[実施事項]
A. 診断告知の文章から、かぎ括弧「」で囲まれた発言をすべて抜き出し、出現順に列挙してください。
B. 診断告知の文章を、最後の文の次から書き進めてください。

[文書抜粋]

”名も知れぬ人たちへ”【承12】

・・・少しの間の沈黙に,ゴックンと飲み込む・・・

妻の体の断層写真が後の蛍光灯の明かりで"白黒はっきり"と写っている。

「では,検査の結果を申し上げます。」若い先生が私と妻を見ながら話した。
「残念ながら付属病院に送った組織は,"悪性"と判断されました。」
このとき私の頭の中は,"ガラーンとしていて,真っ白な世界"となっていて,変なところからぼそぼと話が聞こえるといった感じだった。

「・・・名は,・・・ガンです。」"えっ,聞こえない"。
「先生,もう一度・・・」
「 病名は,子宮頸ガンです。」
断層写真をスティックで指した。その方向をみると確かに長い異物のようなものがあった。
長さは4~5cmくらいであったか,妻は以前に"お腹の中になにかいる"というのはこれだったのか。

妻を横目で見る。自分の腹に手をあてて,人事のように写真を見つめていた。
また,写真を見ながら先生の言うことに神経を集中させた。

[抽出情報]
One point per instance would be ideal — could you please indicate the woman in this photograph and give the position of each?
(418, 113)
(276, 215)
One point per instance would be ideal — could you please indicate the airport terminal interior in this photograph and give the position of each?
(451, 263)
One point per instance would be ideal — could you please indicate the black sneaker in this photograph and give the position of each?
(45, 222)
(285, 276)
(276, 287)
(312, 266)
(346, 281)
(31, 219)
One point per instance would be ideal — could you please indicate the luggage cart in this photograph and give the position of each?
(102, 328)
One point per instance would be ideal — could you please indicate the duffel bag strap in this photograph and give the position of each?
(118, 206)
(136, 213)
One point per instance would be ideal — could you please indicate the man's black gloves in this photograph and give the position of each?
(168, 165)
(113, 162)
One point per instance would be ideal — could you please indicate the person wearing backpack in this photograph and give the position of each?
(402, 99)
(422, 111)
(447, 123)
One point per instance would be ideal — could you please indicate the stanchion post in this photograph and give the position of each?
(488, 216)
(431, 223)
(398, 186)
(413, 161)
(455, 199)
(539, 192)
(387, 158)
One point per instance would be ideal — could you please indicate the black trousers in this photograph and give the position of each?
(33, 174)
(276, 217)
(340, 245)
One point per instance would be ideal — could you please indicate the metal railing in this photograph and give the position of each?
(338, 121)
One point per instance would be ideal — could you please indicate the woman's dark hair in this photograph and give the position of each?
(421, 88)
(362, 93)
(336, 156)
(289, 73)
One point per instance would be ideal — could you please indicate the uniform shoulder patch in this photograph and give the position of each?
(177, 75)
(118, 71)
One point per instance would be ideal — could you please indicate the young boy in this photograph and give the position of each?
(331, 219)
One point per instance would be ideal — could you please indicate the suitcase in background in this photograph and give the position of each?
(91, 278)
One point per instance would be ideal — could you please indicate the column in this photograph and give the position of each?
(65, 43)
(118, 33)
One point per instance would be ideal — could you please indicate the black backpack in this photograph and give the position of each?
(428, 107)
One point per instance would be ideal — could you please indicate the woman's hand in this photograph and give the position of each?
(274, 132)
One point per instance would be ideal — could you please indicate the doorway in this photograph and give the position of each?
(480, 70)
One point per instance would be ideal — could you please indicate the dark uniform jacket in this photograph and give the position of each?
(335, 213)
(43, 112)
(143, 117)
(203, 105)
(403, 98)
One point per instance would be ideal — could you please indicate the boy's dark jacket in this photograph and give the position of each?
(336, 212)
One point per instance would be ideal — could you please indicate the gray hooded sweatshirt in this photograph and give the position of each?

[演習解答]
A.
1. 「では,検査の結果を申し上げます。」
2. 「残念ながら付属病院に送った組織は,"悪性"と判断されました。」
3. 「・・・名は,・・・ガンです。」
4. 「先生,もう一度・・・」
5. 「 病名は,子宮頸ガンです。」

B.
「このようになると私どもの病院では,対応ができないので,設備の整った付属病院を紹介しています。」続けて
「放射線治療という方法があり,今では大きな成果を上げるまでに進歩しています。」とのこと。
「そこの付属病院は,いつも行き来しているところですから,先生から"早く来てもらい治療にあたりましょう"と言葉をもらっています。もう少し体調を元に戻すため3,4日輸血を続けてから,転院したほうがいいでしょう。」と。

「先生,この病気は治るんですねっっ・・・。」と私は声を張り上げていった。
先生は少し詰まった。私は"聞いてはならないこと"を言ってしまった,ようだった。先生は,放射線治療のことをしきりと話しをしていたが最後まで・・・。
『治る』 という言葉を先生の口から聞きたかった。